> Selected text:
__________________________________________________

Afghan presidential candidate Abdullah Abdullah speaks during an interview in Kabul
Afghan presidential candidate Abdullah Abdullah speaks during an interview in Kabul (Reuters)

With more than 80% of the votes counted in the Afghan elections, Abdullah Abdullah is sitting pretty on 44%. He's way ahead of the second-placed man Ashraf Ghani who has 32.9% of the votes so far, according to Independent Election Commission (IEC) statistics.

If the numbers stay like this, it won't be enough for Abdullah to win the election outright and it will set up an intriguing run-off vote between the two leaders at the end of May.

This is Abdullah's second run for the presidency, following a failed bid to replace Hamid Karzai in 2009. He finished second in the initial vote, winning around 30% of the ballots cast. He subsequently pulled out of the scheduled run-off, alleging there had been massive fraud in the voting.

However, it looks likely that he will go one better this time around.

Born in Kabul in 1960, Abdullah is of Tajik-Pashtun ethnicity. These are Afghanistan's two dominant ethnic groups, although he is more strongly identified by many as being Tajik.

That's because of his past association with the Tajik-dominated Northern Alliance, as well as his close bond with the anti-Taliban group's former leader, Ahmad Shaah Masoud.

Before his career in politics, Abdullah Abdullah was an eye surgeon in in Kabul's eye hospital but he fled for Pakistan when the Soviet army invaded Afghanistan in 1982.

He spent the decade co-ordinating treatment and healthcare for resistance fighters and civilians and developed an allegiance with the Northern Alliance leader Masoud.

That relationship saw him advising the leader, before serving as a foreign minister in Masoud's government from 1998 – 2001.

In the wake of Masoud's assassination in 2001, Abdullah became involved with the US-backed operation to topple the Taliban, who had wrested power from the Northern Alliance. He then took up his post in Karzai's government where he served a full term as foreign minister until 2006, before resigning in order to run as an independent candidate in the 2009 election.

His campaign this time around is being backed by prominent Tajik power brokers including the former parliament speaker Yunus Qanooni and the Balkh provincial governor Atta Mohammad Noor.

Abdullah is considered suave, urbane, educated and moderate. He has promoted progressive views on the role of women in public life. Moreover, his ability to appeal to both Tajik and Pashtun voters will help him appeal to a wide range of voters if a run-off is needed.

__________________________________________________

> Exercise details: Quote the article on Abdullah Abdullah word for word, from "His campaign this" to "run-off is needed.", with both ends included. Answer using only the article on Abdullah Abdullah.

__________________________________________________

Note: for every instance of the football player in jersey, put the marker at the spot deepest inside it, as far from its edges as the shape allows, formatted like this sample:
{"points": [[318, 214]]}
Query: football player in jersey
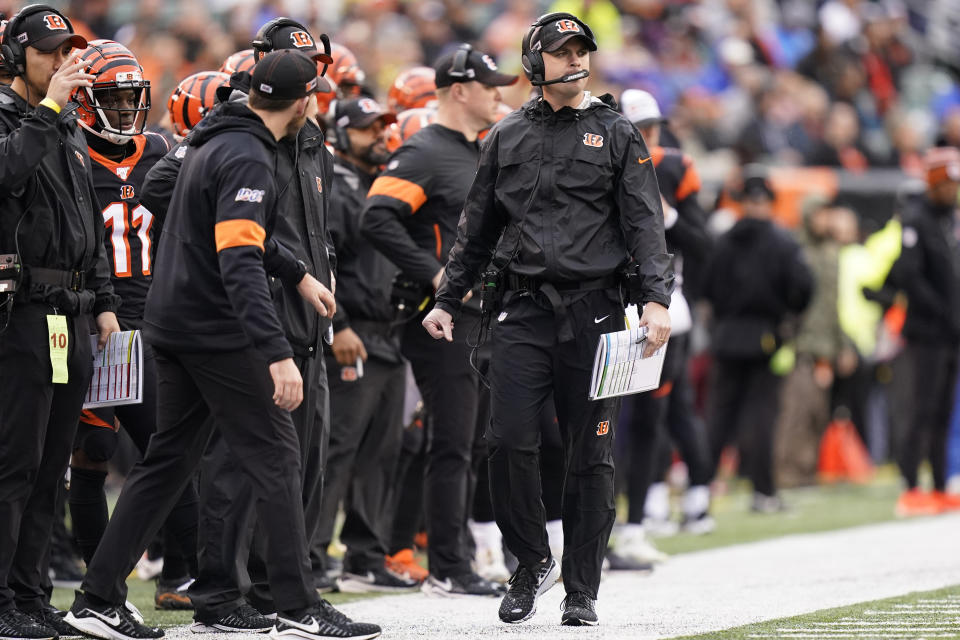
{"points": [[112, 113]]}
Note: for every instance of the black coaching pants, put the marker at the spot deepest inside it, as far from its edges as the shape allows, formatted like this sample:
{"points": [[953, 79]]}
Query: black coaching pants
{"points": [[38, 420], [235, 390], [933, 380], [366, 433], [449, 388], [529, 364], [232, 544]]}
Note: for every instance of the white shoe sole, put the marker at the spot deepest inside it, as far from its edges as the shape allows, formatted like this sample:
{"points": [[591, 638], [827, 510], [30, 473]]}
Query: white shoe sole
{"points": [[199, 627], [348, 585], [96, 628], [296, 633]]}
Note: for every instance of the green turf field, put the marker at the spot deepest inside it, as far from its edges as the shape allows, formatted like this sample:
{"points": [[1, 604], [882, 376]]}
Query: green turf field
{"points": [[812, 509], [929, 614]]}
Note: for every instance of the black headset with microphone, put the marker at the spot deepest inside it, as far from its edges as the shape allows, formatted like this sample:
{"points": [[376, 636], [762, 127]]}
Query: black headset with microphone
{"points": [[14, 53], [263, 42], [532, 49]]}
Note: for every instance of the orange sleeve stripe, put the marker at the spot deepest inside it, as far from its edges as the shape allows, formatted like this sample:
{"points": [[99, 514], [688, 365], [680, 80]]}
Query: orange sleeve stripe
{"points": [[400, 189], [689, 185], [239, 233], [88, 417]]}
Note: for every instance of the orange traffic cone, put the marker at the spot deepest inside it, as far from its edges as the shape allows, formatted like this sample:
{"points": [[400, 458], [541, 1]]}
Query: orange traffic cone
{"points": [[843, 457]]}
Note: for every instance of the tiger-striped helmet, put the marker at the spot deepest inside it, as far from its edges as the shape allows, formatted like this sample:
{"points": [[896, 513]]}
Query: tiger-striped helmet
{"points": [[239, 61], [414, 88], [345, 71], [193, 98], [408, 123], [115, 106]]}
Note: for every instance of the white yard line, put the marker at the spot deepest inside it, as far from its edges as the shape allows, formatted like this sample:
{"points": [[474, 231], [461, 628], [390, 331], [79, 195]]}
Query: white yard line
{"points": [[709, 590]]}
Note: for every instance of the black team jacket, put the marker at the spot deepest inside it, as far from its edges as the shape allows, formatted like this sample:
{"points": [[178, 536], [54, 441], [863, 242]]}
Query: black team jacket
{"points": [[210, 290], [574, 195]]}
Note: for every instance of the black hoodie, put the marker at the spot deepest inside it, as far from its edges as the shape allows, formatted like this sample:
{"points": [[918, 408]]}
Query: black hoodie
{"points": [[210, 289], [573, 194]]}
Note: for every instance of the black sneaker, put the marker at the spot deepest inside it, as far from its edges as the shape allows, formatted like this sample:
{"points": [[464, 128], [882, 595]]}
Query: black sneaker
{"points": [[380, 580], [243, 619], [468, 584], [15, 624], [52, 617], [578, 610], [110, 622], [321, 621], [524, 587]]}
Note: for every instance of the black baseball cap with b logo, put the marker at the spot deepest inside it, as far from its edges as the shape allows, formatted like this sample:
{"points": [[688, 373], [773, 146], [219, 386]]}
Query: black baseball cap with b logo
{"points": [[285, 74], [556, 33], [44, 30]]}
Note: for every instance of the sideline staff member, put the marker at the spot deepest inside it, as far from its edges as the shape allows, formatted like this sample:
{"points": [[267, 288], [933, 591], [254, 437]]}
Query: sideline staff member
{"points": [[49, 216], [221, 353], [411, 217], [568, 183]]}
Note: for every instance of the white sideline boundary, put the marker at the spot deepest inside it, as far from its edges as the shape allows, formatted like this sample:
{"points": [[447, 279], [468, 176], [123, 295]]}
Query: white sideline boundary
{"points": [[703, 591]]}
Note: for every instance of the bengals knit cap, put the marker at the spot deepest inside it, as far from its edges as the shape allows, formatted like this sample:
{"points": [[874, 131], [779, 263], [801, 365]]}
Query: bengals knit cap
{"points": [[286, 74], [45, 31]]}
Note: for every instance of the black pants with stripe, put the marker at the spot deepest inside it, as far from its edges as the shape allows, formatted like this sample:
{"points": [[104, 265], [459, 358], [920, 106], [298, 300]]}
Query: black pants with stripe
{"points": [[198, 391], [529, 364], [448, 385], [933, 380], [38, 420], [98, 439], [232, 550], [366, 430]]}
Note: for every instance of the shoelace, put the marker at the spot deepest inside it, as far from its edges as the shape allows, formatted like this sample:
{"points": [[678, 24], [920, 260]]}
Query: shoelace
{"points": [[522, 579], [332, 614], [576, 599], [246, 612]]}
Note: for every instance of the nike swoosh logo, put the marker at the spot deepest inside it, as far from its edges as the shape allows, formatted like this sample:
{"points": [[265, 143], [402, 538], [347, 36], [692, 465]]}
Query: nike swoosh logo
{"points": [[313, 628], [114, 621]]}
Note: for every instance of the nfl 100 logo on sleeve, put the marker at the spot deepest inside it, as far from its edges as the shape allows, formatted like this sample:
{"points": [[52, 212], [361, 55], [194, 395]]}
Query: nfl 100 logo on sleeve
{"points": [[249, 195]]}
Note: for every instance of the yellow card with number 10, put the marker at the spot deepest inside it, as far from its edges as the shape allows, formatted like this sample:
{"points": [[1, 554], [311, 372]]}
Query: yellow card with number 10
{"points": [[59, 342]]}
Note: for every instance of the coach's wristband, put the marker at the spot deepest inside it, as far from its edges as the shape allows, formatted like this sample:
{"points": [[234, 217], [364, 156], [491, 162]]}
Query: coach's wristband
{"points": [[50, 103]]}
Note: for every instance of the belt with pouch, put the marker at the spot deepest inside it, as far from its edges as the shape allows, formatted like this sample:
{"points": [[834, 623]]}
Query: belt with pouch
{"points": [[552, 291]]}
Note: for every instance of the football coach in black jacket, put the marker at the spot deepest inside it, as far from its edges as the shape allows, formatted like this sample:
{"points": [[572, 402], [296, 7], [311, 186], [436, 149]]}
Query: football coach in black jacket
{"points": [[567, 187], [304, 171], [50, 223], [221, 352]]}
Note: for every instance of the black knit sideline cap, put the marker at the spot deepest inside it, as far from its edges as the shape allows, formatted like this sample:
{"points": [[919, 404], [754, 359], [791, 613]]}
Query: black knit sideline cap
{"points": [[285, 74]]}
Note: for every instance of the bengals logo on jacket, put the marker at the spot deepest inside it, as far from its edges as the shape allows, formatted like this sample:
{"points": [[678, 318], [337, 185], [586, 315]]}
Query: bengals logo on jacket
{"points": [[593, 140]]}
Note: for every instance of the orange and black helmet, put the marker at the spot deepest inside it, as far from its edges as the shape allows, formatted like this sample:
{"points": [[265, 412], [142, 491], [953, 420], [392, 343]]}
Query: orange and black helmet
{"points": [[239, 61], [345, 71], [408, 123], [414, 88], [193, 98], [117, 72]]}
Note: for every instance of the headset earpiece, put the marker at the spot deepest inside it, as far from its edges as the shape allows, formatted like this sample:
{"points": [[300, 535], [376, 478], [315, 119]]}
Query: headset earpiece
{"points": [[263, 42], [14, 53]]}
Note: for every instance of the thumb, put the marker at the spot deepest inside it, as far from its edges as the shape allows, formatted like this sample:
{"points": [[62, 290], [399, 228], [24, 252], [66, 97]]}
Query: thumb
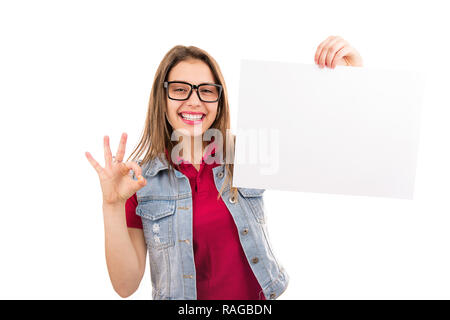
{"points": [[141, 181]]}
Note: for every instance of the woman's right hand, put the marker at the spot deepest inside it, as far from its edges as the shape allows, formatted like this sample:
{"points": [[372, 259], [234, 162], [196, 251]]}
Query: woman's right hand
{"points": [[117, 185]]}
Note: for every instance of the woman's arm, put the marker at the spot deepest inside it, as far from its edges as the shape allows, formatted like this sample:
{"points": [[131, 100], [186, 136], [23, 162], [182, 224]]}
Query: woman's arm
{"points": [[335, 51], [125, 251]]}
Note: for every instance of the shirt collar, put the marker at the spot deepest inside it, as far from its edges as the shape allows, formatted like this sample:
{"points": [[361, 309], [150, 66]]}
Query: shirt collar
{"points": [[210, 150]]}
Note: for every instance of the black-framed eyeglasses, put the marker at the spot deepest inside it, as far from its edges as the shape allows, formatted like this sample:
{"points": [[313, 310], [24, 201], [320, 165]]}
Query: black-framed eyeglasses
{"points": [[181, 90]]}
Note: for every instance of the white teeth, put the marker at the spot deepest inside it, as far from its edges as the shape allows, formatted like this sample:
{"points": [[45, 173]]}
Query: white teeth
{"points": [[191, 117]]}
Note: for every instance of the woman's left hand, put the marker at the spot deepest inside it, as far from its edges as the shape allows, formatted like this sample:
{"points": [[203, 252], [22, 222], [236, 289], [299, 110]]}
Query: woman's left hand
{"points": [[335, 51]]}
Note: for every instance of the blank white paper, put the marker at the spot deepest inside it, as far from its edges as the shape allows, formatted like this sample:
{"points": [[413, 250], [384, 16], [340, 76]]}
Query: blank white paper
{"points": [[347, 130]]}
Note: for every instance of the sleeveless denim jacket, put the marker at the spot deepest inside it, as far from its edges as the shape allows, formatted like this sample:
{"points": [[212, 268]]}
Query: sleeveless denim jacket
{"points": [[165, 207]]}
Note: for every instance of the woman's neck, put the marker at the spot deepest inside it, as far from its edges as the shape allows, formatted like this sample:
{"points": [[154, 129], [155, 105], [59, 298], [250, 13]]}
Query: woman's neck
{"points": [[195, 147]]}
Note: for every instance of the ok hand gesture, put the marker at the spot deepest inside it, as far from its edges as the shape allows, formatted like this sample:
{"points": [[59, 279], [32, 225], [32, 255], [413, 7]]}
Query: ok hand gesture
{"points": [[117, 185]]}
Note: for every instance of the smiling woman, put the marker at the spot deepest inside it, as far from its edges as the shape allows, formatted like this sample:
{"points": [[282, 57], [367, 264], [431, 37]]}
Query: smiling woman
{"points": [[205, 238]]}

__________________________________________________

> Answer:
His campaign this time around is being backed by prominent Tajik power brokers including the former parliament speaker Yunus Qanooni and the Balkh provincial governor Atta Mohammad Noor.

Abdullah is considered suave, urbane, educated and moderate. He has promoted progressive views on the role of women in public life. Moreover, his ability to appeal to both Tajik and Pashtun voters will help him appeal to a wide range of voters if a run-off is needed.